Zitierter Text -
════════
# angeln auf malta



## Greenmile1 (26. Februar 2016)

hallo boardies 
ich mache im April eine Segeltour um Malta 
hat jemand erfahrungen oder tips 
im netz findet man nicht wirklich viel 
bin über alles dankbar 

lg


----------



## anglermeister17 (26. Februar 2016)

*AW: angeln auf malta*

FYI: Malta ist Europa...


----------



## Salt (1. März 2016)

*AW: angeln auf malta*

Wahrscheinlich hätte es in der Europa-Sektion  aber auch kaum Antworten gegeben

Willst du beim Segeln was hinterher schleppen oder geht ihr in irgend ner Bucht vor Anker?
April ist nicht grad ne dolle Zeit für besser Fische....evtl. geht Barracuda gut, die großen kommen dann zum laichen...


----------



## Greenmile1 (3. März 2016)

*AW: angeln auf malta*

ne will beim segeln nicht schleppen 
wollte es mal vom ufer aus probieren oder wenn wir vor anker liegen was für köder sind den da sinvoll 
leider findet man im netz so gut wie nichts darüber 

lg


----------



## Salt (5. März 2016)
════════
Entnommenes Material -
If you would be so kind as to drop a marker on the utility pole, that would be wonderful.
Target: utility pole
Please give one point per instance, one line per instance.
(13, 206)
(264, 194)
════════
Deine Aufgaben -
1. Erkläre in ein bis drei Sätzen, warum laut der Diskussion über das Angeln auf Malta im April vielleicht Barracuda gut geht.
2. Nimm die Diskussion über das Angeln auf Malta an ihrem Ende auf und schreibe sie weiter.

Antworten in Reihenfolge -
1. Der April gilt in der Diskussion zwar nicht als gute Zeit für bessere Fische. Barracuda könnte aber gut gehen, weil die großen Exemplare dann zum Laichen kommen.

2.
*AW: angeln auf malta*

Mit der  Spinnrute würde ich nachts an Häfen mit langen Wobblern wie Rapala Max Rap auf Barracuda oder in sandigen Buchten auf Wolfsbarsch probieren.
Ansonsten wie die einheimischen mit Stippe auf diverses Kleinzeug
mit Teig oder Shrimps als Köder aber dann is selten was bei was größer als 15 cm ist.


----------



## Greenmile1 (6. März 2016)

*AW: angeln auf malta*

danke dir #6


----------



## Greenmile1 (7. März 2016)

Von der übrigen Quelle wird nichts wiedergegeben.